Glossary#

Definitions#

Here are some definitions of some key ideas encountered in this documentation.

tree

A “gene tree”, i.e., the genealogical tree describing how a collection of genomes (usually at the tips of the tree) are related to each other at some chromosomal location. See Nodes, Genomes, or Individuals? for discussion of what a “genome” is.

tree sequence

A “succinct tree sequence” (or tree sequence, for brevity) is an efficient encoding of a sequence of correlated trees, such as one encounters looking at the gene trees along a genome. A tree sequence efficiently captures the structure shared by adjacent trees, (essentially) storing only what differs between them.

node

Each branching point in each tree is associated with a particular genome in a particular ancestor, called a “node”. Since each node represents a specific genome it has a unique time, thought of as its birth time, which determines the height of any branching points it is associated with. See Nodes, Genomes, or Individuals? for discussion of what a “node” is.

individual

In certain situations we are interested in how nodes (representing individual homologous genomes) are grouped together into individuals (e.g. two nodes per diploid individual). For example, when we are working with polyploid samples it is useful to associate metadata with a specific individual rather than duplicate this information on the constituent nodes. See Nodes, Genomes, or Individuals? for more discussion on this point.

sample

The focal nodes of a tree sequence, usually thought of as those from which we have obtained data. The specification of these affects various methods: (1) TreeSequence.variants() and TreeSequence.haplotypes() will output the genotypes of the samples, and Tree.roots only return roots ancestral to at least one sample. (This can be checked with is_sample(); see the node table definitions for information on how the sample status a node is encoded in the flags column.)

edge

The topology of a tree sequence is defined by a set of edges. Each edge is a tuple (left, right, parent, child), which records a parent-child relationship among a pair of nodes on the on the half-open interval of chromosome [left, right).

site

Tree sequences can define the mutational state of nodes as well as their topological relationships. A site is thought of as some position along the genome at which variation occurs. Each site is associated with a unique position and ancestral state.

mutation

A mutation records the change of state at a particular site ‘above’ a particular node (more precisely, along the branch between the node in question and its parent). Each mutation is associated with a specific site (which defines the position along the genome), a node (which defines where it occurs within the tree at this position), and a derived state (which defines the mutational state inherited by all nodes in the subtree rooted at the focal node). In more complex situations in which we have back or recurrent mutations, a mutation must also specify its ‘parent’ mutation.

migration

An event at which a parent and child node were born in different populations.

population

A grouping of nodes, e.g., by sampling location.

provenance

An entry recording the origin and history of the data encoded in a tree sequence.

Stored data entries
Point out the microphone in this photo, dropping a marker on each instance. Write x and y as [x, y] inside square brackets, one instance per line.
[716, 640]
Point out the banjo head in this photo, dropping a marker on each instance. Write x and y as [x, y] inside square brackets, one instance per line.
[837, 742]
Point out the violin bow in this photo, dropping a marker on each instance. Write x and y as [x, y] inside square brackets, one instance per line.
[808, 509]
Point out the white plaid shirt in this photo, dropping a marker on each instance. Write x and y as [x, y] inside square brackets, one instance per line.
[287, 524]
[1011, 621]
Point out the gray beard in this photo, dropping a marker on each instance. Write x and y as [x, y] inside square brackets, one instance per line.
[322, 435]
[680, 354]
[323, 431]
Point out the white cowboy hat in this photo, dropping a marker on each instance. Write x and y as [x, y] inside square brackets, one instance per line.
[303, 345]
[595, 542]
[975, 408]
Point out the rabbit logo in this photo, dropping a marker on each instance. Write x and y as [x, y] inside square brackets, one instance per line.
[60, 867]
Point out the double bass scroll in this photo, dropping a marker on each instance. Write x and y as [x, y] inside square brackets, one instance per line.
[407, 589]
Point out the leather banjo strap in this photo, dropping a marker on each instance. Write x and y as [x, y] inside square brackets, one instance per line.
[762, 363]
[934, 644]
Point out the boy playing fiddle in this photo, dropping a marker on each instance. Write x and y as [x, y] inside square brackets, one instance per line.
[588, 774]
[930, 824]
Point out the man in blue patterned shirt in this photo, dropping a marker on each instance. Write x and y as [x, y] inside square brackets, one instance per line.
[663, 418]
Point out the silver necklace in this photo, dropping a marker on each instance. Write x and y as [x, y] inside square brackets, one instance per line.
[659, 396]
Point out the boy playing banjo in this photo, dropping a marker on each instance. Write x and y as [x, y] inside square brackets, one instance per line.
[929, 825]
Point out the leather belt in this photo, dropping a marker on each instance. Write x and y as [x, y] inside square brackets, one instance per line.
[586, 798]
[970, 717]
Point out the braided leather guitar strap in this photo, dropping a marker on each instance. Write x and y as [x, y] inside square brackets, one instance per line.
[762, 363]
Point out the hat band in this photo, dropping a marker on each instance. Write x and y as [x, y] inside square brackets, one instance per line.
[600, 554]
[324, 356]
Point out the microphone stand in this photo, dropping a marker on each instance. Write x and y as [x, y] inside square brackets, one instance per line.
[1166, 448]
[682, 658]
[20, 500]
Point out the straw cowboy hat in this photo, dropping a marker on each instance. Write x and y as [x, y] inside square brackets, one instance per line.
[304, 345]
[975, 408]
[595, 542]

WHAT TO WORK ON:
1. According to the tree sequence glossary, why is it useful to group nodes into individuals when working with polyploid samples?
2. In the tree sequence glossary, what four values make up the tuple that defines each edge?
3. Extend the tree sequence glossary beyond its final definition.

ANSWERS TO EACH TASK:
1. Grouping nodes into individuals allows metadata to be associated with a specific individual. This avoids duplicating the same information on each of the individual's constituent nodes.

2. Each edge is the tuple (left, right, parent, child).

3.
ID

In the set of interconnected tables that we define here, we refer throughout to the IDs of particular entities. The ID of an entity (e.g., a node) is defined by the position of the corresponding row in the table. These positions are zero indexed. For example, if we refer to node with ID zero, this corresponds to the node defined by the first row in the node table.

sequence length

This value defines the coordinate space in which the edges and site positions are defined. This is most often assumed to be equal to the largest right coordinate in the edge table, but there are situations in which we might wish to specify the sequence length explicitly.

Further discussion#

Nodes, Genomes, or Individuals?#

The natural unit of biological analysis is (usually) the individual. However, many organisms we study are diploid, and so each individual contains two homologous copies of the entire genome, separately inherited from the two parental individuals. Since each monoploid copy of the genome is inherited separately, each diploid individual lies at the end of two distinct lineages, and so will be represented by two places in any given genealogical tree. This makes it difficult to precisely discuss tree sequences for diploids, as we have no simple way to refer to the bundle of chromosomes that make up the “copy of the genome inherited from one particular parent”. For this reason, in this documentation we use the non-descriptive term “node” to refer to this concept – and so, a diploid individual is composed of two nodes – although we use the term “genome” at times, for concreteness.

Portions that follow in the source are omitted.